- [PROVIDED INFORMATION]:
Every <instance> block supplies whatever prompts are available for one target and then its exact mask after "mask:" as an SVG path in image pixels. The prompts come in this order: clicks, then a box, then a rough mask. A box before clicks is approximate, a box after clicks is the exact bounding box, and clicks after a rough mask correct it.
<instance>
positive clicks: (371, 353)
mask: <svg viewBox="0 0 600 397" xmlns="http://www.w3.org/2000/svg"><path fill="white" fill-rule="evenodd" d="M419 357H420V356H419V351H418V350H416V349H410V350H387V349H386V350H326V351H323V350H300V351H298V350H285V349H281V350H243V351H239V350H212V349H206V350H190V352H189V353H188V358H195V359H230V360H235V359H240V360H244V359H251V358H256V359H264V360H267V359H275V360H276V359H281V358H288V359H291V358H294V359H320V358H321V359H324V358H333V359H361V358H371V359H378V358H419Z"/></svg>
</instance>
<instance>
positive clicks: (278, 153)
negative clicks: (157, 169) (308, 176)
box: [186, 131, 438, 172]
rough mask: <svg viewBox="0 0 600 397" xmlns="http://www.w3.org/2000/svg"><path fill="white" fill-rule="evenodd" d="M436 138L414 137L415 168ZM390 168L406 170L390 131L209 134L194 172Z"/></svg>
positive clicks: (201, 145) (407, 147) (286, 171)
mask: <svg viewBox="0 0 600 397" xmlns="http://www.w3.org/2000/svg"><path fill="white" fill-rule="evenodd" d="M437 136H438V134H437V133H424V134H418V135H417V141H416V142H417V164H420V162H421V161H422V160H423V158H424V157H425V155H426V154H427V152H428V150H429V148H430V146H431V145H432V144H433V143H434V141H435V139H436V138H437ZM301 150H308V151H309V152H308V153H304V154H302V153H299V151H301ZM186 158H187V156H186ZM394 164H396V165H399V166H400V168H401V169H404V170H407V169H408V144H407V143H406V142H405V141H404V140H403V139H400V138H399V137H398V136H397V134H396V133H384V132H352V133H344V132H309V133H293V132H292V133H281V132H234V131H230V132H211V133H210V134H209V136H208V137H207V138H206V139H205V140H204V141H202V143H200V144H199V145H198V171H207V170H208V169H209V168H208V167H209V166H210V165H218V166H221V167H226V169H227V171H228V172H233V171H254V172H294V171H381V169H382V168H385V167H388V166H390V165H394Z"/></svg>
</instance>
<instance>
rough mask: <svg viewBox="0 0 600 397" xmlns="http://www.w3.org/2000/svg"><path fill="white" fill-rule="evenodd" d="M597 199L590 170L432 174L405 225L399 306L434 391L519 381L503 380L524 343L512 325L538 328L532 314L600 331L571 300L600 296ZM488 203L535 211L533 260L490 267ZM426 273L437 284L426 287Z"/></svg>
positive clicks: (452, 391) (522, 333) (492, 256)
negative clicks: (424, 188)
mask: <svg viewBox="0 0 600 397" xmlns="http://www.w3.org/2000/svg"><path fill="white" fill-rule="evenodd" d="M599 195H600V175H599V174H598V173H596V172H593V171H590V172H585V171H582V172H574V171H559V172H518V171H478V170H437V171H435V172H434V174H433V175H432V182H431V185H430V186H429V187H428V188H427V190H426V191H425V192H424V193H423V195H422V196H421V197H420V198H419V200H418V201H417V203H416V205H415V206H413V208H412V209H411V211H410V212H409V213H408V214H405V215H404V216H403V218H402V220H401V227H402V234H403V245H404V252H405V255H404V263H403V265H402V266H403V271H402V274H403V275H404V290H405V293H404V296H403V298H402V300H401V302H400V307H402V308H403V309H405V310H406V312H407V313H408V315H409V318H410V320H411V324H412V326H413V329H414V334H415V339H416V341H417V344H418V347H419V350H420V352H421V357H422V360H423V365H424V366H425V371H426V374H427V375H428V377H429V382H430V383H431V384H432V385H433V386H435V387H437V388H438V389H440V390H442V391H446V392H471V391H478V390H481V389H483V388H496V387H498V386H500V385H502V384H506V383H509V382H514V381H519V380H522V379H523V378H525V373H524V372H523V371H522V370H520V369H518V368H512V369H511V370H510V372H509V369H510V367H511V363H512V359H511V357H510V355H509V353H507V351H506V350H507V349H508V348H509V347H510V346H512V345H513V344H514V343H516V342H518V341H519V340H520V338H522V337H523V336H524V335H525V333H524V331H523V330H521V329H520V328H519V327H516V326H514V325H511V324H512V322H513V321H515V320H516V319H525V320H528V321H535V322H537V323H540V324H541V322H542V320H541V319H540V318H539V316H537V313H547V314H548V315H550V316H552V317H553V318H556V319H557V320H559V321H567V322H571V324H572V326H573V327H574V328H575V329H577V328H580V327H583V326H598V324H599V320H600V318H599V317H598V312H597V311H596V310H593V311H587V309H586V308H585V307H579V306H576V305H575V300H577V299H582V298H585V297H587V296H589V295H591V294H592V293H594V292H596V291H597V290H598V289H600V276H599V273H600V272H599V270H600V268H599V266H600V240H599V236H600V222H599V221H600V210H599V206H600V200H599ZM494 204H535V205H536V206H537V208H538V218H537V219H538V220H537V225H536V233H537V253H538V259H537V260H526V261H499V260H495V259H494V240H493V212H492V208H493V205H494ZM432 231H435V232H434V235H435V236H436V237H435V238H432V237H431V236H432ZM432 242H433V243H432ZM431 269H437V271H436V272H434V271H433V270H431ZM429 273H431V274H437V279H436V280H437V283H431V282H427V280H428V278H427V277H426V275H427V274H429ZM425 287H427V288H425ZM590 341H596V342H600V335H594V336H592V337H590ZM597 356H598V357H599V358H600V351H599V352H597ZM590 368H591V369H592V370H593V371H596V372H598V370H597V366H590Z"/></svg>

- [WHAT NEEDS TO BE DONE]:
Among the entries above, locate the lines containing "negative clicks: (157, 169) (308, 176)" and "138L414 137L415 168ZM390", and transcribe exactly those two lines and all lines between.

- [EXPECTED ANSWER]:
negative clicks: (157, 169) (308, 176)
box: [186, 131, 438, 172]
rough mask: <svg viewBox="0 0 600 397" xmlns="http://www.w3.org/2000/svg"><path fill="white" fill-rule="evenodd" d="M436 138L414 137L415 168ZM390 168L406 170L390 131L209 134L194 172Z"/></svg>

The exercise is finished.